# Text block:
Location
- 19 Howardsville Rd Staunton, Virginia 24401

Information
- Type: Public school
- Motto: "Proud past, promising future"
- Established: 1962
- Locale: Rural, Distant
- School district: Augusta County Public Schools
- NCES District ID: 5100300
- NCES School ID: 510030000129
- Principal: Matt Stevens
- Teaching staff: 34.75 (on an FTE basis)
- Grades: 9–12
- Enrollment: 467 (2024–25)
- Student to teacher ratio: 13.44
- Colors: Red, Black & White
- Athletics: Baseball, Basketball, Cheerleading, Cross Country, Football, Golf, Indoor Track, Soccer, Softball, Tennis, Track and Field, Volleyball, Wrestling
- Athletics conference: A Shenandoah District Region B
- Mascot: Gladiator
- Nickname: Red Pride
- Rivals: Wilson Memorial High School, Stuarts Draft High School, Buffalo Gap High School
- Website: Official site

= Riverheads High School =

Riverheads High School is a public school located in Augusta County, Virginia. Riverheads is the home of the Gladiators.

# Aim of the exercise:
Retype the part of the Riverheads High School profile starting at "Information" and ending at "Enrollment: 467 (2024–25)".

# Collected material:
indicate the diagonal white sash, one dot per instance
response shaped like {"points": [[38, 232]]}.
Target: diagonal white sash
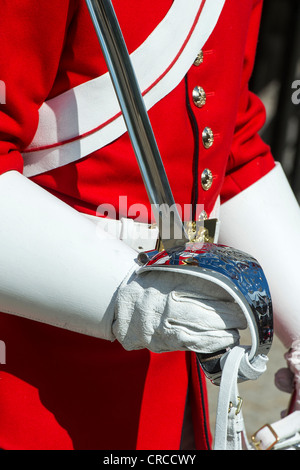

# Result:
Information
- Type: Public school
- Motto: "Proud past, promising future"
- Established: 1962
- Locale: Rural, Distant
- School district: Augusta County Public Schools
- NCES District ID: 5100300
- NCES School ID: 510030000129
- Principal: Matt Stevens
- Teaching staff: 34.75 (on an FTE basis)
- Grades: 9–12
- Enrollment: 467 (2024–25)